(Records for the task begins)

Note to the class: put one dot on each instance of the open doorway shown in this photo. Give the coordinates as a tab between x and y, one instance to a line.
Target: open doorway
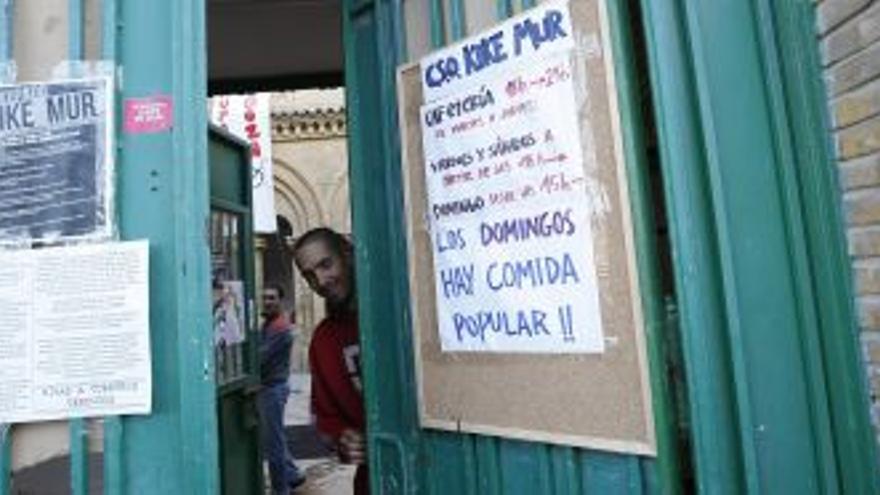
290	51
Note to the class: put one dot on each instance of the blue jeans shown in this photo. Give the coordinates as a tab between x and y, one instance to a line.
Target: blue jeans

(Records for the task ends)

Task requirements. Pictures do not belong in the copy; repeat the rest of the listing exactly.

Written reply.
Note to the class: put one dot on each instance of the open doorway shown in this photo. Give the coordinates as a tab between x and y, one instance to a line.
Target: open doorway
290	51
Note to the class: put one dot on each instance of the blue jeans shown in this photo. Give the coordinates as a tab between x and y, one instance to a line.
Target: blue jeans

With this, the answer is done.